__TASK DIRECTIONS__
Express every line of the records below as a JSON list of strings, one string per line, leaving out blank lines.

__PROVIDED DATA__
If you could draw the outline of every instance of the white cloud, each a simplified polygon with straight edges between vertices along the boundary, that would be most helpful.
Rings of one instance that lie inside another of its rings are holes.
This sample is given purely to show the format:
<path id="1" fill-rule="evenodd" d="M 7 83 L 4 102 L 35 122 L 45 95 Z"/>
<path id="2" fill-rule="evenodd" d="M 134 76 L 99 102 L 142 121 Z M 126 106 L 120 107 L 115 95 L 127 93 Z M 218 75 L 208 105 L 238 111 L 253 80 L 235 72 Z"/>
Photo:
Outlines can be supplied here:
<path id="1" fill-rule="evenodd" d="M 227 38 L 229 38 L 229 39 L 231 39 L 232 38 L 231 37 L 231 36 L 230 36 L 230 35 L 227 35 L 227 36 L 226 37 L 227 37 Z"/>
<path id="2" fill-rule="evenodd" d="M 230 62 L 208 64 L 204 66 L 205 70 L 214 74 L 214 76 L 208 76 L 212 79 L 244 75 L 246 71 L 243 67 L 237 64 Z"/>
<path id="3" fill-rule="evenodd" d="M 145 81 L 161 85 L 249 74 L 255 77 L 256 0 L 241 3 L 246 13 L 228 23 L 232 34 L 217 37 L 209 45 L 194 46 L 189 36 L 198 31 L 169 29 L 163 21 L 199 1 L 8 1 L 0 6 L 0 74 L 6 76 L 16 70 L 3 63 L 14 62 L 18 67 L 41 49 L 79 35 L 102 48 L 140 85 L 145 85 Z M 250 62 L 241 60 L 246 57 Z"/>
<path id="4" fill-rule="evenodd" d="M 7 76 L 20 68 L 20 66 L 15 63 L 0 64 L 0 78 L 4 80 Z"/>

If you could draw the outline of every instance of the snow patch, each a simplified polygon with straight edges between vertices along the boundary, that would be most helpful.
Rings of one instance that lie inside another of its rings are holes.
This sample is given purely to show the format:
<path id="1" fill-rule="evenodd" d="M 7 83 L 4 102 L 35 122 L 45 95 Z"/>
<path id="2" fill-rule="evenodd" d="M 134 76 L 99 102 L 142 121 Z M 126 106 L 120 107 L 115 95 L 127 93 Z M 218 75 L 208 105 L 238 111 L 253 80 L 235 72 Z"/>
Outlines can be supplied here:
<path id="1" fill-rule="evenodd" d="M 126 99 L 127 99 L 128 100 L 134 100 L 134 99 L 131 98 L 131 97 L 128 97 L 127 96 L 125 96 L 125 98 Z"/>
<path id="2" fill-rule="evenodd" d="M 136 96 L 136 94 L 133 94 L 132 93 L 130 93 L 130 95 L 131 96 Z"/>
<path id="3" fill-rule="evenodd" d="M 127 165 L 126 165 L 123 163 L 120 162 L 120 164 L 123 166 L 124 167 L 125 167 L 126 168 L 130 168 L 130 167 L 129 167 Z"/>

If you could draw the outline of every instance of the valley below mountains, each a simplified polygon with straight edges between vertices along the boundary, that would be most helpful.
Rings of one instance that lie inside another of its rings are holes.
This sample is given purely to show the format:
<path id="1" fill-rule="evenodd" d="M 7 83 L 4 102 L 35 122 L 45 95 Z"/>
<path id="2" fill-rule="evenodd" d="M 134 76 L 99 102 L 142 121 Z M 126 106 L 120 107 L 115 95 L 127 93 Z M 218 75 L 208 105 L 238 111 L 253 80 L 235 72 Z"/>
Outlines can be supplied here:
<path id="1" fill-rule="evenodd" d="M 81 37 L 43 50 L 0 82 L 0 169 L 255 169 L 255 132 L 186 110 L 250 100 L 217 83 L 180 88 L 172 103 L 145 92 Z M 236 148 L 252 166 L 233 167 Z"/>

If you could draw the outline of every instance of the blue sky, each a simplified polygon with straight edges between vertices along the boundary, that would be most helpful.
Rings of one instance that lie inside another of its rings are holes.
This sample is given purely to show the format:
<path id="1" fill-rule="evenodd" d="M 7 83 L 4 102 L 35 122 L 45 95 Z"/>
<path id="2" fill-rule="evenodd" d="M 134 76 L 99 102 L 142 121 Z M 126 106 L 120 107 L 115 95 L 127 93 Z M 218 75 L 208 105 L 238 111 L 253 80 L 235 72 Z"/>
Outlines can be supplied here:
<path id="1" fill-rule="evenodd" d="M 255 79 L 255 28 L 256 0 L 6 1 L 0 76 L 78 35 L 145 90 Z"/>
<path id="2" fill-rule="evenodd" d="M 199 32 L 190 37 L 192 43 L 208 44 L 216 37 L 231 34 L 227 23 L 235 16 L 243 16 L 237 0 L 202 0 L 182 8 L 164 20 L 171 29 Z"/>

__PROBLEM SOLUTION__
[
  "If you could draw the outline of every instance of the white cloud, each a simplified polygon with straight edges between vertices along the boundary, that would be most helpful.",
  "Rings of one instance that lie inside another of its rings are holes.",
  "This sample is given purely to show the format:",
  "<path id=\"1\" fill-rule=\"evenodd\" d=\"M 7 83 L 4 102 L 35 122 L 45 95 Z\"/>",
  "<path id=\"2\" fill-rule=\"evenodd\" d=\"M 134 76 L 99 102 L 142 121 Z M 126 106 L 120 107 L 115 95 L 127 93 Z M 218 75 L 208 105 L 238 111 L 253 80 L 235 72 Z\"/>",
  "Photo:",
  "Outlines can be supplied here:",
  "<path id=\"1\" fill-rule=\"evenodd\" d=\"M 227 38 L 229 38 L 229 39 L 231 39 L 232 38 L 231 37 L 231 36 L 230 36 L 230 35 L 227 35 L 227 36 L 226 37 L 227 37 Z\"/>",
  "<path id=\"2\" fill-rule=\"evenodd\" d=\"M 230 62 L 208 64 L 204 66 L 205 70 L 214 74 L 214 76 L 208 76 L 212 79 L 244 75 L 246 71 L 243 67 L 237 64 Z\"/>",
  "<path id=\"3\" fill-rule=\"evenodd\" d=\"M 145 81 L 161 85 L 249 74 L 255 77 L 256 0 L 241 3 L 246 13 L 228 23 L 232 34 L 217 37 L 209 45 L 194 46 L 189 36 L 198 31 L 169 29 L 163 21 L 199 1 L 8 1 L 0 6 L 0 74 L 6 76 L 16 70 L 3 63 L 14 62 L 18 67 L 41 49 L 79 35 L 102 48 L 140 85 L 145 85 Z M 250 62 L 241 60 L 246 57 Z\"/>",
  "<path id=\"4\" fill-rule=\"evenodd\" d=\"M 7 76 L 20 68 L 20 66 L 15 63 L 0 64 L 0 78 L 4 80 Z\"/>",
  "If you could draw the outline of every instance of the snow patch, each a simplified polygon with straight edges between vertices along the boundary, that would be most helpful.",
  "Rings of one instance that lie inside another of its rings are holes.",
  "This sample is given purely to show the format:",
  "<path id=\"1\" fill-rule=\"evenodd\" d=\"M 7 83 L 4 102 L 35 122 L 45 95 Z\"/>",
  "<path id=\"2\" fill-rule=\"evenodd\" d=\"M 134 76 L 99 102 L 142 121 Z M 126 106 L 120 107 L 115 95 L 127 93 Z M 218 75 L 208 105 L 238 111 L 253 80 L 235 72 Z\"/>",
  "Outlines can be supplied here:",
  "<path id=\"1\" fill-rule=\"evenodd\" d=\"M 126 99 L 127 99 L 128 100 L 134 100 L 134 99 L 131 98 L 131 97 L 128 97 L 127 96 L 125 96 L 125 98 Z\"/>",
  "<path id=\"2\" fill-rule=\"evenodd\" d=\"M 136 96 L 136 94 L 133 94 L 132 93 L 130 93 L 130 95 L 131 96 Z\"/>",
  "<path id=\"3\" fill-rule=\"evenodd\" d=\"M 127 165 L 126 165 L 123 163 L 120 162 L 120 164 L 123 166 L 124 167 L 125 167 L 126 168 L 130 168 L 130 167 L 129 167 Z\"/>",
  "If you could draw the outline of every instance of the valley below mountains, each a simplified polygon with straight edges between vertices along the boundary, that would be most helpful.",
  "Rings of one instance that lie inside another of its rings are holes.",
  "This sample is given purely to show the format:",
  "<path id=\"1\" fill-rule=\"evenodd\" d=\"M 7 83 L 4 102 L 35 122 L 45 95 Z\"/>",
  "<path id=\"2\" fill-rule=\"evenodd\" d=\"M 134 76 L 99 102 L 142 121 Z M 126 106 L 120 107 L 115 95 L 127 93 Z M 218 75 L 208 105 L 238 111 L 253 80 L 235 72 Z\"/>",
  "Outlines can be supplied here:",
  "<path id=\"1\" fill-rule=\"evenodd\" d=\"M 81 37 L 43 50 L 0 82 L 0 169 L 255 169 L 255 132 L 186 110 L 250 100 L 217 83 L 180 88 L 172 103 L 145 92 Z M 236 148 L 252 166 L 233 167 Z\"/>",
  "If you could draw the outline of every instance of the blue sky, each a simplified polygon with straight edges between vertices along the boundary, that would be most helpful.",
  "Rings of one instance that lie inside another of its rings are holes.",
  "This sample is given purely to show the format:",
  "<path id=\"1\" fill-rule=\"evenodd\" d=\"M 7 83 L 4 102 L 35 122 L 45 95 Z\"/>",
  "<path id=\"2\" fill-rule=\"evenodd\" d=\"M 134 76 L 99 102 L 142 121 Z M 126 106 L 120 107 L 115 95 L 127 93 Z M 218 75 L 208 105 L 238 111 L 253 80 L 235 72 Z\"/>",
  "Outlines can be supplied here:",
  "<path id=\"1\" fill-rule=\"evenodd\" d=\"M 255 79 L 255 28 L 256 0 L 6 1 L 0 76 L 78 35 L 145 90 Z\"/>",
  "<path id=\"2\" fill-rule=\"evenodd\" d=\"M 199 32 L 190 37 L 192 43 L 208 44 L 216 37 L 231 34 L 227 23 L 235 16 L 243 16 L 237 0 L 202 0 L 182 8 L 164 20 L 171 29 Z\"/>"
]